**WHAT YOU NEED TO DO:** For the material that follows, work out how many lines hold the word "white" and answer only with the number.

**PROVIDED RECORDS:**
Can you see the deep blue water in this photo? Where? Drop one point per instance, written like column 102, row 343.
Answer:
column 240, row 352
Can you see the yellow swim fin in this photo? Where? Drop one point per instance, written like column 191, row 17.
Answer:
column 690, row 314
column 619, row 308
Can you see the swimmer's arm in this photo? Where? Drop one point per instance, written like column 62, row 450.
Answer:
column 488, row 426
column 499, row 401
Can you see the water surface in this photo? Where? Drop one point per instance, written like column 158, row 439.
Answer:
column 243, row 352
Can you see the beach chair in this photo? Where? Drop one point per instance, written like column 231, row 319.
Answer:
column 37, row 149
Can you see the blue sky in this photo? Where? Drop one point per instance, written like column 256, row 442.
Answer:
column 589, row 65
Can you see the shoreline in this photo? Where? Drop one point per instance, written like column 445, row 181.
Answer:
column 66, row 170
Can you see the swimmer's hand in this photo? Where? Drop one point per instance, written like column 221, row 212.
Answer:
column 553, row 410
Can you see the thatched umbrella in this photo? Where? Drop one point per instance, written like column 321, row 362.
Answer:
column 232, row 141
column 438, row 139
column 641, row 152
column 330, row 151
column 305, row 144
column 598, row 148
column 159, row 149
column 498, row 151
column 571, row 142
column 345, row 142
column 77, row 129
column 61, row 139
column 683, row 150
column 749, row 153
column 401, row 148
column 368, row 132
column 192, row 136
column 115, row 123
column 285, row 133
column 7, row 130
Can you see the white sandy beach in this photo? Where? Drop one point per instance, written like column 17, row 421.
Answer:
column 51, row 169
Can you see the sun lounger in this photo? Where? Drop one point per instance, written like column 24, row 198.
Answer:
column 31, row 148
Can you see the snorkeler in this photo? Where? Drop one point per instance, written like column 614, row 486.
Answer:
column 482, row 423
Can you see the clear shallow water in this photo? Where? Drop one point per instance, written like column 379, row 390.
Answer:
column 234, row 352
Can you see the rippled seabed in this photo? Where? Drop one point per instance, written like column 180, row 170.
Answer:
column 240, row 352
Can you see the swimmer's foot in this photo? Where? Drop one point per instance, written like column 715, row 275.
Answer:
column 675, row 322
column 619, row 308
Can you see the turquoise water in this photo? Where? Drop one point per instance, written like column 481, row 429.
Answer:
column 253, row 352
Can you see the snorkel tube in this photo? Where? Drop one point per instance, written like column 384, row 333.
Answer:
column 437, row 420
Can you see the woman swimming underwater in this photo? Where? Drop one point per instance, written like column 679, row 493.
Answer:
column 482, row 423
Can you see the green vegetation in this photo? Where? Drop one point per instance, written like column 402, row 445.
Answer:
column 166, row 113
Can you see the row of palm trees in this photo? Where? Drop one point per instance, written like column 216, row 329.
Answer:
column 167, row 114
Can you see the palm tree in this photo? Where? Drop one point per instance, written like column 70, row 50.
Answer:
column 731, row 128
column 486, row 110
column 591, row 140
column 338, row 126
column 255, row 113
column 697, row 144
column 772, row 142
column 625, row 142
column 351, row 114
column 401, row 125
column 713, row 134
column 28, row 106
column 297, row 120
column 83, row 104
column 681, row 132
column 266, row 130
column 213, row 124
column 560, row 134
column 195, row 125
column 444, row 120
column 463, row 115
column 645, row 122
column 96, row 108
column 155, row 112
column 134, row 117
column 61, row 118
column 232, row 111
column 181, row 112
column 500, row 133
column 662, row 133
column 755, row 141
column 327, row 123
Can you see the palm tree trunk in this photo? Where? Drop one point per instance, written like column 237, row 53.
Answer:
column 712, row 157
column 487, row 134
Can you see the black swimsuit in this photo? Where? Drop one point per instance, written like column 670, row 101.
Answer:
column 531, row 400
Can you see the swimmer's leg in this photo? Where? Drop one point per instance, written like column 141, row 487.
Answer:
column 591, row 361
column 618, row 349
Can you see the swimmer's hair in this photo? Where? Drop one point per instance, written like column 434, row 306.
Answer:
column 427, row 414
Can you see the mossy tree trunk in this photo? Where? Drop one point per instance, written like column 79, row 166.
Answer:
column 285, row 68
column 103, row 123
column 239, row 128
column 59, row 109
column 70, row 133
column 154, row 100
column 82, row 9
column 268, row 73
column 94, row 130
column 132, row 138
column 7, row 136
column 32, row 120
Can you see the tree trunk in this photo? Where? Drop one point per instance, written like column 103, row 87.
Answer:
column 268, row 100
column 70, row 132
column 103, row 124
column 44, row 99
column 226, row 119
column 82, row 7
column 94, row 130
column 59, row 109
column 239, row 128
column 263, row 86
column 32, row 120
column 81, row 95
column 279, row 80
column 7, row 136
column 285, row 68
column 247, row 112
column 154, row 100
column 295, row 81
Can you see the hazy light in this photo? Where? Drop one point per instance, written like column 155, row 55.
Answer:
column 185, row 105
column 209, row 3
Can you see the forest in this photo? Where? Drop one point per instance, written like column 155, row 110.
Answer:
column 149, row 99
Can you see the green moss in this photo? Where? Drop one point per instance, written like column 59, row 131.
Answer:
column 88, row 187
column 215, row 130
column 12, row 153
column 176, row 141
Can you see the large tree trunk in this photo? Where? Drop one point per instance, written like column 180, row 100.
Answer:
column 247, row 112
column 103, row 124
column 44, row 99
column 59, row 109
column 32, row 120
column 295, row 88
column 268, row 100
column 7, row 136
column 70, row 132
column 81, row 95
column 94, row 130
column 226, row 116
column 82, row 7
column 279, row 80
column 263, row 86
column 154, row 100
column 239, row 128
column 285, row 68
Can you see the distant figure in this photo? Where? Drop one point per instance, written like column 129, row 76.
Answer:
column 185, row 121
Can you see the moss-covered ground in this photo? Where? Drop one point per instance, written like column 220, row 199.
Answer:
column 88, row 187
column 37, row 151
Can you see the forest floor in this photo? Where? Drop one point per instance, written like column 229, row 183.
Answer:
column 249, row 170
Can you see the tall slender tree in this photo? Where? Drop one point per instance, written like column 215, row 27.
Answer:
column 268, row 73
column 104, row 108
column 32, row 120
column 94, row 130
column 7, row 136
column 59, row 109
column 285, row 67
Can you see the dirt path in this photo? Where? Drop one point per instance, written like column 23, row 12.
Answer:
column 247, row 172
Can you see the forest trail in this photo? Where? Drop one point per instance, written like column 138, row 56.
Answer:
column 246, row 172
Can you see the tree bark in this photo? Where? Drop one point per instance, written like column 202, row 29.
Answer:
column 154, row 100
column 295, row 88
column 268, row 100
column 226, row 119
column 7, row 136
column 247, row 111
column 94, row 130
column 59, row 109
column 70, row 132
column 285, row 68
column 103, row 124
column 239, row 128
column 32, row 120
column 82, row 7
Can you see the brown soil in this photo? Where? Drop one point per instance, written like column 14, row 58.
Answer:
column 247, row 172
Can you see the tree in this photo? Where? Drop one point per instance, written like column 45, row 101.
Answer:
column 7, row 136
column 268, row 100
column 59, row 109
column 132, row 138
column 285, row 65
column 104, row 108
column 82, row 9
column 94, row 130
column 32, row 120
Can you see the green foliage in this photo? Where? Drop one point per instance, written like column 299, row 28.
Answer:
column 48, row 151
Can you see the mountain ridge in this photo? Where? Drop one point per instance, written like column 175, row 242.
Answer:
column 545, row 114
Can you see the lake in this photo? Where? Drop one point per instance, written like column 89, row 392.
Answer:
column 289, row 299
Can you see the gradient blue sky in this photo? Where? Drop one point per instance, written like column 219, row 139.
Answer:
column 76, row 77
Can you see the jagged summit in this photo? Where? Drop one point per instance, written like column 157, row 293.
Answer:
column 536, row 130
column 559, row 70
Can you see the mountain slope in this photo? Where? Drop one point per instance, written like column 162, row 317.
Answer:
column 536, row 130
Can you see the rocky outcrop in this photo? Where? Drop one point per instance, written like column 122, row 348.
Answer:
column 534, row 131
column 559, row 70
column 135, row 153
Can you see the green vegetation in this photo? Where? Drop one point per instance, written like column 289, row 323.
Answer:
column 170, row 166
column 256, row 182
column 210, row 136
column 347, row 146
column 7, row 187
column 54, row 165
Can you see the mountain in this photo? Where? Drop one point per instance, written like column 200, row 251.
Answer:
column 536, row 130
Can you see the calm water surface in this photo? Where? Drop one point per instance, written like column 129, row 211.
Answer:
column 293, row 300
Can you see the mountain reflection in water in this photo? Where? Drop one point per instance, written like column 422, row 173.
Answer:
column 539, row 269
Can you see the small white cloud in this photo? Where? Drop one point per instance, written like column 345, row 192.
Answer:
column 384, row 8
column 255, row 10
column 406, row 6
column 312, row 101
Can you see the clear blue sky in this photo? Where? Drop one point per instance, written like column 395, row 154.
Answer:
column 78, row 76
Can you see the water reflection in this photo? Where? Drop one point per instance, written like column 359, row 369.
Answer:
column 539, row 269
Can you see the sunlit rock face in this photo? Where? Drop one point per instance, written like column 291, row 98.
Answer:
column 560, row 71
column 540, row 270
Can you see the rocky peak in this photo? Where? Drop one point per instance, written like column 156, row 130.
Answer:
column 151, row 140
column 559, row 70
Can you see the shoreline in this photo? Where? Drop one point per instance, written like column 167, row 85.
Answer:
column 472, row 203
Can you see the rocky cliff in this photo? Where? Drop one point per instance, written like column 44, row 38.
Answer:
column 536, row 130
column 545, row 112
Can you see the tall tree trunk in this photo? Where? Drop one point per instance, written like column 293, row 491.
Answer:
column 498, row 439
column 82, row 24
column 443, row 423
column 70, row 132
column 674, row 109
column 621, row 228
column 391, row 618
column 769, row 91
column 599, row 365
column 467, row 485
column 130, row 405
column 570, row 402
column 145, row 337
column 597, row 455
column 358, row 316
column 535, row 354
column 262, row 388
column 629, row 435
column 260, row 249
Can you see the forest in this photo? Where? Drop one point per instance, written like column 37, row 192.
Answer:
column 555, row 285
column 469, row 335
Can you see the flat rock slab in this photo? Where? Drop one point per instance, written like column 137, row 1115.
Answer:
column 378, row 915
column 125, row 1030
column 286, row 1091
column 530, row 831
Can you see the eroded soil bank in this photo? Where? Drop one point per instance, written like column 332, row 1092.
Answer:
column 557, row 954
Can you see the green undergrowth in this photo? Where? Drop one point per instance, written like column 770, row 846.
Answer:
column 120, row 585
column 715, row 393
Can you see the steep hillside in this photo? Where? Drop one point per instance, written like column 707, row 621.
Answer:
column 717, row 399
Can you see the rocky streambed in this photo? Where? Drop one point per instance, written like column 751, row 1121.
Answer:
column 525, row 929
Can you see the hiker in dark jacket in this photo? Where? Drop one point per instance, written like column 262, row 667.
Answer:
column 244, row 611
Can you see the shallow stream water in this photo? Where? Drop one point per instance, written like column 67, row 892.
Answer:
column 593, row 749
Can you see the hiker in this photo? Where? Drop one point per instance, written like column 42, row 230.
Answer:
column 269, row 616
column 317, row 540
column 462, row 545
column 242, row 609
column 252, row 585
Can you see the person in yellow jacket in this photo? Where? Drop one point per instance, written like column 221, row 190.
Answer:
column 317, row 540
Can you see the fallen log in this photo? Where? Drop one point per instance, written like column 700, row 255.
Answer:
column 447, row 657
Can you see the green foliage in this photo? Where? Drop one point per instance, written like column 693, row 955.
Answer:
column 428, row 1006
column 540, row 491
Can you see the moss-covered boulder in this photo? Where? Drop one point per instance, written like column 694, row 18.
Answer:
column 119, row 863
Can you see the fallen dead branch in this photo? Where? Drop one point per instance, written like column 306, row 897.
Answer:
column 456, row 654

**WRITTEN REPLY:** 2